--- START ---

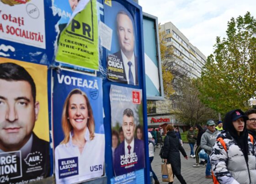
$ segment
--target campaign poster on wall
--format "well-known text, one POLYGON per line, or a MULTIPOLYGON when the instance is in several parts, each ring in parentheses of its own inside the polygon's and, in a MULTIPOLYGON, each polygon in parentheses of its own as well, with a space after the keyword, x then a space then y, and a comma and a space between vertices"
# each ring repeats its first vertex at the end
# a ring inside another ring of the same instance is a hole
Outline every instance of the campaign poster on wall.
POLYGON ((139 179, 135 172, 145 167, 142 90, 111 85, 109 95, 115 175, 139 179))
POLYGON ((53 132, 56 183, 103 175, 105 134, 102 80, 53 71, 53 132))
POLYGON ((43 0, 0 1, 0 39, 45 49, 44 22, 43 0))
MULTIPOLYGON (((138 85, 138 34, 135 9, 127 9, 115 0, 105 1, 105 24, 112 30, 111 50, 107 50, 107 78, 116 82, 138 85)), ((141 61, 140 61, 141 62, 141 61)))
POLYGON ((47 67, 0 57, 0 183, 41 180, 50 171, 47 67))
POLYGON ((96 0, 81 0, 76 6, 69 22, 59 25, 60 30, 64 30, 58 41, 56 60, 98 70, 96 0))

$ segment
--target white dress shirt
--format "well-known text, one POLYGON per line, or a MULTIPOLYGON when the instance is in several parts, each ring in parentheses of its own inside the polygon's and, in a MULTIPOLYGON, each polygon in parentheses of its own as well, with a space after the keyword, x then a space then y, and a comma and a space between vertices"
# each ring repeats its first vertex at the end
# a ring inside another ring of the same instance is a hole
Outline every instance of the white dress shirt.
POLYGON ((127 57, 126 57, 126 56, 123 52, 122 49, 121 50, 121 53, 122 54, 122 57, 123 58, 123 66, 124 66, 124 71, 125 71, 125 75, 126 76, 126 79, 127 79, 127 83, 128 84, 130 84, 130 81, 129 80, 129 65, 128 65, 128 62, 131 61, 132 62, 132 65, 131 65, 131 70, 132 70, 132 73, 133 73, 133 82, 134 85, 135 85, 135 75, 136 74, 135 73, 135 60, 134 57, 134 53, 133 54, 132 59, 130 60, 128 60, 128 59, 127 59, 127 57))
POLYGON ((130 154, 133 153, 134 150, 134 138, 133 138, 133 140, 130 144, 128 144, 127 142, 125 139, 124 139, 124 153, 125 155, 129 153, 129 150, 127 146, 129 145, 131 146, 131 149, 130 150, 130 154))
POLYGON ((71 184, 101 176, 103 174, 105 158, 105 135, 94 133, 93 139, 90 140, 88 128, 85 135, 86 141, 84 149, 80 153, 78 147, 72 143, 73 131, 70 133, 69 141, 66 144, 59 144, 55 149, 55 178, 57 184, 71 184), (77 157, 78 175, 59 179, 58 160, 77 157), (102 169, 91 171, 95 165, 101 165, 102 169))

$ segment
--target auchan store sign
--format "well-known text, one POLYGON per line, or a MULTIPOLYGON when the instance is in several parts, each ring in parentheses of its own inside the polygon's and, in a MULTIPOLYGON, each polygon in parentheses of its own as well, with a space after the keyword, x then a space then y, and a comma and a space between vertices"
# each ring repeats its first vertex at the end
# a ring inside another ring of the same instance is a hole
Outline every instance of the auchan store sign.
POLYGON ((168 123, 170 122, 170 118, 155 118, 152 117, 150 119, 150 123, 168 123))

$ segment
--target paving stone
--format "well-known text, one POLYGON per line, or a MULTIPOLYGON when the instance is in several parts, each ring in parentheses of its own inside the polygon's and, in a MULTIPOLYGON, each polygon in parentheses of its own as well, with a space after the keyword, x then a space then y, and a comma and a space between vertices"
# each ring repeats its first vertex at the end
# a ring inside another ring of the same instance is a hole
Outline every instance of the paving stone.
MULTIPOLYGON (((183 148, 189 157, 190 147, 188 144, 184 143, 183 148)), ((152 169, 157 176, 160 184, 167 184, 162 182, 161 174, 161 164, 162 159, 159 156, 160 148, 156 148, 155 152, 155 157, 151 163, 152 169)), ((194 151, 195 148, 194 149, 194 151)), ((193 165, 196 163, 196 159, 189 157, 187 160, 186 160, 181 153, 181 174, 187 184, 208 184, 213 183, 212 179, 205 179, 205 168, 193 168, 193 165)), ((153 182, 153 183, 154 183, 153 182)), ((174 184, 179 184, 180 182, 174 177, 174 184)))

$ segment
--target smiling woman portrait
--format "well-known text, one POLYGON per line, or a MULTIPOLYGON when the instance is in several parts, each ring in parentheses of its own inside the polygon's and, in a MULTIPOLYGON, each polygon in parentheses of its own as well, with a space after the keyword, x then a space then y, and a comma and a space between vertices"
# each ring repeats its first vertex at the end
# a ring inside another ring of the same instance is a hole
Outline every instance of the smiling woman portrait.
POLYGON ((103 174, 105 137, 95 133, 92 109, 86 95, 73 89, 64 103, 62 125, 64 138, 55 150, 56 183, 76 183, 103 174), (77 174, 64 178, 60 159, 77 158, 77 174), (97 169, 95 169, 95 166, 97 169))

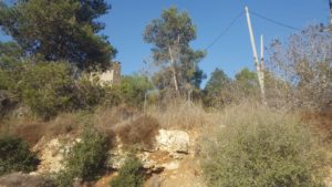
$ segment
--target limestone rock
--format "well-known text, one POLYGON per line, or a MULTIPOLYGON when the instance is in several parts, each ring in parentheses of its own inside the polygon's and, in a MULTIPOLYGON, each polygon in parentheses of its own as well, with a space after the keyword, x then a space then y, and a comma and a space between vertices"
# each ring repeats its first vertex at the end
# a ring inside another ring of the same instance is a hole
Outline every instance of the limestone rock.
POLYGON ((156 136, 156 147, 169 153, 189 153, 189 134, 184 131, 159 129, 156 136))

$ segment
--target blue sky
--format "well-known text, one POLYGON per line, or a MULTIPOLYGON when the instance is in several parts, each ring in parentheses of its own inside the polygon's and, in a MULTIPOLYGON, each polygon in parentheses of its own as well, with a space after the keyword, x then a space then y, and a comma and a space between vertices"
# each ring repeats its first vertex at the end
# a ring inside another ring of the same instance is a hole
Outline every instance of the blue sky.
MULTIPOLYGON (((205 49, 215 38, 243 11, 249 10, 273 20, 303 28, 311 23, 328 23, 328 0, 110 0, 112 10, 100 20, 106 23, 102 32, 110 37, 118 50, 116 60, 122 63, 124 74, 138 72, 144 67, 143 60, 151 55, 151 45, 144 43, 143 32, 162 11, 172 6, 187 11, 197 27, 194 49, 205 49)), ((293 30, 272 24, 251 15, 257 44, 259 35, 264 35, 268 46, 272 39, 286 40, 293 30)), ((4 37, 1 35, 0 40, 4 37)), ((258 46, 259 48, 259 46, 258 46)), ((245 66, 253 70, 252 52, 246 17, 241 17, 220 40, 207 51, 199 65, 207 75, 215 67, 222 69, 228 75, 245 66)))

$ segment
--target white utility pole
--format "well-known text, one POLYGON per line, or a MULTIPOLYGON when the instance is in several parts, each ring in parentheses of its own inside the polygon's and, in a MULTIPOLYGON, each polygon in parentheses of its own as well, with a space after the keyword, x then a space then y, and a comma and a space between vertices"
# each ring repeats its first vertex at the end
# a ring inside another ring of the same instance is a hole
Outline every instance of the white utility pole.
MULTIPOLYGON (((260 71, 262 81, 264 81, 264 42, 263 42, 263 35, 260 35, 260 71)), ((264 83, 262 84, 264 86, 264 83)))
POLYGON ((249 29, 249 34, 250 34, 250 42, 251 42, 251 48, 252 48, 252 53, 253 53, 253 62, 255 62, 255 66, 256 66, 256 72, 257 72, 257 76, 258 76, 258 83, 259 83, 259 87, 260 87, 260 93, 261 93, 261 98, 262 98, 262 103, 267 104, 266 102, 266 91, 264 91, 264 81, 263 81, 263 45, 262 45, 262 37, 261 37, 261 61, 258 61, 258 56, 257 56, 257 49, 256 49, 256 43, 255 43, 255 37, 253 37, 253 32, 252 32, 252 27, 251 27, 251 21, 250 21, 250 15, 249 15, 249 10, 248 7, 245 8, 246 9, 246 15, 247 15, 247 22, 248 22, 248 29, 249 29))
POLYGON ((332 27, 332 0, 329 1, 330 3, 330 25, 332 27))

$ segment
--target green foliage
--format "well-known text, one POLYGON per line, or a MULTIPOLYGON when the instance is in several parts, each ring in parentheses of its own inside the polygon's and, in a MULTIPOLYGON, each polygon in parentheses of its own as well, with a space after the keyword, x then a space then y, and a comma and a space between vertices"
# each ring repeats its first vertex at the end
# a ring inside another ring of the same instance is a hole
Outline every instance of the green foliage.
POLYGON ((219 69, 211 73, 210 80, 204 89, 204 103, 207 106, 219 107, 225 104, 224 94, 231 84, 231 80, 219 69))
POLYGON ((1 29, 24 54, 46 61, 68 60, 79 67, 106 67, 116 50, 95 20, 111 7, 104 0, 29 0, 13 6, 0 3, 1 29))
POLYGON ((284 82, 276 89, 290 107, 325 110, 331 107, 332 32, 310 25, 281 43, 271 44, 271 71, 284 82))
POLYGON ((39 116, 50 118, 69 105, 72 84, 68 63, 41 62, 23 72, 19 86, 23 103, 39 116))
POLYGON ((108 145, 104 135, 95 128, 85 127, 64 158, 65 170, 60 181, 72 181, 77 177, 84 181, 96 179, 105 169, 108 145))
POLYGON ((226 114, 227 126, 206 142, 203 167, 208 186, 323 186, 324 157, 298 117, 259 106, 226 114))
POLYGON ((145 94, 152 89, 152 83, 143 75, 123 76, 121 79, 121 97, 127 105, 142 106, 145 94))
POLYGON ((164 10, 160 19, 153 20, 146 27, 144 41, 154 44, 153 60, 160 67, 154 79, 158 81, 159 89, 178 87, 180 91, 177 92, 184 93, 188 85, 199 87, 205 74, 198 62, 205 52, 189 46, 195 39, 196 28, 190 17, 187 12, 178 12, 175 7, 164 10))
POLYGON ((83 75, 74 83, 71 107, 73 110, 91 110, 93 106, 104 103, 107 96, 107 89, 83 75))
POLYGON ((247 67, 238 72, 235 77, 236 83, 246 94, 249 94, 255 89, 258 89, 258 77, 256 72, 252 72, 247 67))
POLYGON ((118 176, 111 180, 111 187, 142 187, 144 175, 142 163, 135 157, 128 157, 118 170, 118 176))
POLYGON ((21 138, 0 135, 0 175, 37 169, 39 159, 21 138))

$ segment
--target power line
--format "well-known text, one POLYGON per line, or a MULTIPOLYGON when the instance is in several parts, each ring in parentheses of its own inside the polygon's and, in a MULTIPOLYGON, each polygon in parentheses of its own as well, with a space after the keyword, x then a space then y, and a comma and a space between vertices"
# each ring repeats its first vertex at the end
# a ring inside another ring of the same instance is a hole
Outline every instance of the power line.
POLYGON ((214 44, 216 44, 218 42, 218 40, 220 40, 221 37, 224 37, 229 30, 230 28, 238 21, 238 19, 243 15, 243 11, 241 11, 229 24, 228 27, 219 34, 217 35, 217 38, 205 48, 205 51, 209 50, 214 44))
POLYGON ((295 28, 295 27, 292 27, 292 25, 289 25, 289 24, 286 24, 286 23, 282 23, 282 22, 272 20, 272 19, 270 19, 270 18, 267 18, 267 17, 261 15, 261 14, 259 14, 259 13, 256 13, 256 12, 253 12, 253 11, 250 11, 250 13, 253 14, 253 15, 256 15, 256 17, 258 17, 258 18, 260 18, 260 19, 263 19, 263 20, 266 20, 266 21, 269 21, 269 22, 271 22, 271 23, 281 25, 281 27, 283 27, 283 28, 288 28, 288 29, 301 31, 301 29, 299 29, 299 28, 295 28))

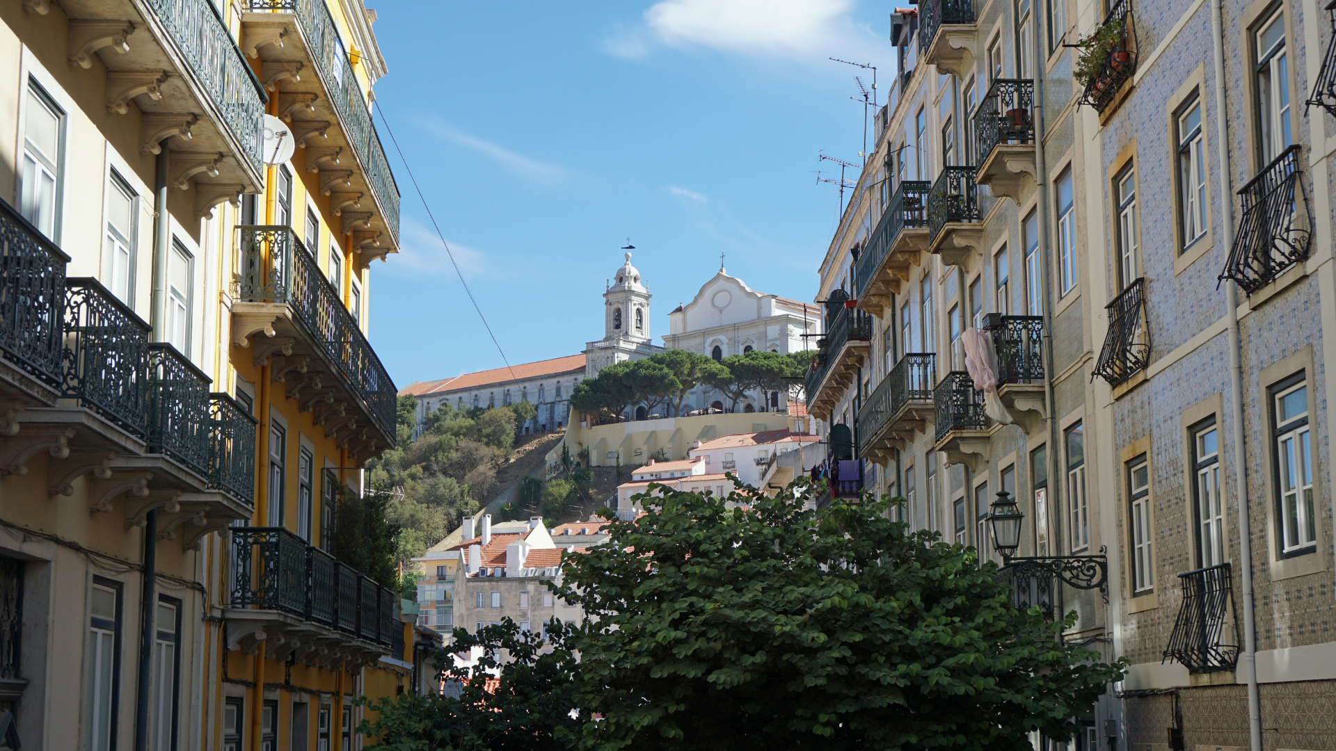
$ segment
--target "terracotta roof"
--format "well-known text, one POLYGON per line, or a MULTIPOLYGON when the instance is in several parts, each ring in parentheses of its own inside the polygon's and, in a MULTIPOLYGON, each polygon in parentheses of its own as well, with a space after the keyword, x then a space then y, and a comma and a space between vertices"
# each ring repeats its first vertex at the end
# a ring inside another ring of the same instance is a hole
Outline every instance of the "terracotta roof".
POLYGON ((440 381, 426 381, 422 384, 413 384, 407 389, 399 392, 399 396, 420 397, 425 394, 437 394, 441 392, 478 389, 481 386, 509 384, 512 381, 542 378, 545 376, 562 376, 574 371, 582 373, 584 366, 585 366, 585 355, 572 354, 568 357, 540 359, 538 362, 525 362, 524 365, 512 365, 510 367, 493 367, 492 370, 478 370, 477 373, 465 373, 464 376, 457 376, 454 378, 442 378, 440 381))

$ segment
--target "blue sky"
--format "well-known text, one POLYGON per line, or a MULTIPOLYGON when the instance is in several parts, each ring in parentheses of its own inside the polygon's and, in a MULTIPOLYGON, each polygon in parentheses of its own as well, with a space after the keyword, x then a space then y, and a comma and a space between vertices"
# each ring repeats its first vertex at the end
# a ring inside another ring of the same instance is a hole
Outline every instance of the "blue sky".
MULTIPOLYGON (((512 365, 603 335, 625 238, 655 341, 727 254, 811 299, 838 216, 818 150, 856 162, 860 71, 892 78, 890 4, 854 0, 375 5, 389 119, 512 365)), ((500 367, 402 167, 402 253, 371 266, 371 342, 403 388, 500 367)), ((856 175, 854 175, 856 178, 856 175)))

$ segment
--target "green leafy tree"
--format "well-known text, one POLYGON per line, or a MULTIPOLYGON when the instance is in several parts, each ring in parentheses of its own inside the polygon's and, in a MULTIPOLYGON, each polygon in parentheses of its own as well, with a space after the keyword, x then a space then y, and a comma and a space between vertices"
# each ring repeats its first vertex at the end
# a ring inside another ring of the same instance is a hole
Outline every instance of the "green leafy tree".
MULTIPOLYGON (((887 517, 891 501, 804 510, 665 486, 660 510, 564 563, 584 608, 577 748, 1027 750, 1069 738, 1125 663, 1017 611, 997 565, 887 517)), ((898 501, 898 502, 902 502, 898 501)))

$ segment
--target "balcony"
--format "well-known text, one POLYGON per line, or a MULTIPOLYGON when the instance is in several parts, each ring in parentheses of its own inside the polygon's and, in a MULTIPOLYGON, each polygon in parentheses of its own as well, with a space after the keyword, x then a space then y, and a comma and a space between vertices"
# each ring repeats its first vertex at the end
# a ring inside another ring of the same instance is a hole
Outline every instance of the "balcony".
MULTIPOLYGON (((323 0, 240 5, 244 51, 263 60, 265 86, 278 92, 306 168, 321 172, 321 190, 342 216, 343 234, 354 234, 363 266, 383 257, 398 245, 399 190, 334 17, 323 0)), ((361 69, 370 64, 358 61, 361 69)))
MULTIPOLYGON (((1232 671, 1238 660, 1229 564, 1178 575, 1182 604, 1165 647, 1164 660, 1189 672, 1232 671)), ((1161 661, 1164 661, 1161 660, 1161 661)))
MULTIPOLYGON (((49 15, 49 0, 29 0, 49 15)), ((170 178, 194 179, 195 211, 265 188, 267 98, 211 0, 61 0, 72 65, 106 67, 107 111, 143 112, 140 148, 171 152, 170 178)), ((52 17, 48 23, 56 23, 52 17)))
POLYGON ((227 648, 335 667, 374 664, 402 639, 398 593, 278 527, 231 529, 227 648))
POLYGON ((1297 143, 1281 151, 1238 188, 1242 219, 1218 279, 1233 279, 1248 297, 1308 259, 1313 218, 1300 179, 1300 152, 1297 143))
POLYGON ((1145 278, 1137 279, 1105 306, 1109 311, 1109 333, 1105 334, 1104 349, 1100 350, 1092 378, 1098 376, 1116 388, 1150 365, 1150 331, 1144 323, 1145 290, 1145 278))
POLYGON ((974 114, 975 179, 1021 204, 1034 180, 1034 82, 997 79, 974 114))
POLYGON ((886 466, 892 449, 904 450, 914 433, 926 433, 935 382, 935 354, 902 357, 858 410, 858 456, 886 466))
POLYGON ((232 305, 234 343, 250 346, 255 363, 271 365, 275 381, 326 437, 335 437, 355 462, 394 445, 395 389, 375 350, 341 295, 315 266, 291 227, 244 226, 239 233, 243 271, 232 305))
POLYGON ((927 249, 927 192, 926 180, 904 180, 882 214, 876 230, 858 257, 854 271, 858 289, 858 307, 880 315, 900 293, 900 285, 910 278, 927 249))
POLYGON ((946 167, 927 194, 929 253, 947 266, 963 265, 981 253, 983 212, 974 167, 946 167))
POLYGON ((832 299, 826 303, 826 334, 818 339, 816 357, 812 358, 812 367, 807 371, 804 382, 807 412, 818 420, 827 420, 830 410, 854 382, 855 373, 867 359, 872 339, 872 318, 846 305, 851 302, 854 301, 832 299))
POLYGON ((978 24, 973 0, 919 3, 919 49, 923 61, 965 79, 974 65, 978 24))

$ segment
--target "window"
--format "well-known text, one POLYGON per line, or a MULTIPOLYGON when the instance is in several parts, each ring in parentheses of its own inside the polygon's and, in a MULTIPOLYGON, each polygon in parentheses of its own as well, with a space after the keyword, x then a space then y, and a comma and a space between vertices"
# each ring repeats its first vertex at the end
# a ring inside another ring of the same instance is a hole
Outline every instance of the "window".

--- END ---

* **Work instructions**
Reproduce the records verbatim from their beginning through the line containing "POLYGON ((96 0, 81", with that line included. Omit the pictures.

* **The response**
$ segment
--target campaign poster on wall
--format "well-known text, one POLYGON per line, or a MULTIPOLYGON when the instance is in several parts, each ring in parentheses of its own inside the polygon's and, in a MULTIPOLYGON, each polygon in parentheses of its own as well, with a space after the keyword, x then a space then y, and a comma and a space between vertices"
# each ring repeats its first vertex at the end
# a ring inside another ring of the same instance is a hole
Outline every instance of the campaign poster on wall.
POLYGON ((139 179, 135 172, 145 167, 142 90, 111 85, 109 95, 115 175, 139 179))
POLYGON ((53 132, 56 183, 103 175, 105 134, 102 80, 53 71, 53 132))
POLYGON ((43 0, 0 1, 0 39, 45 49, 44 22, 43 0))
MULTIPOLYGON (((138 85, 138 34, 135 9, 127 9, 115 0, 105 1, 105 24, 112 30, 111 50, 107 50, 107 78, 116 82, 138 85)), ((141 61, 140 61, 141 62, 141 61)))
POLYGON ((47 67, 0 57, 0 183, 41 180, 50 171, 47 67))
POLYGON ((96 0, 81 0, 76 6, 69 22, 59 25, 60 30, 64 30, 58 41, 56 60, 98 70, 96 0))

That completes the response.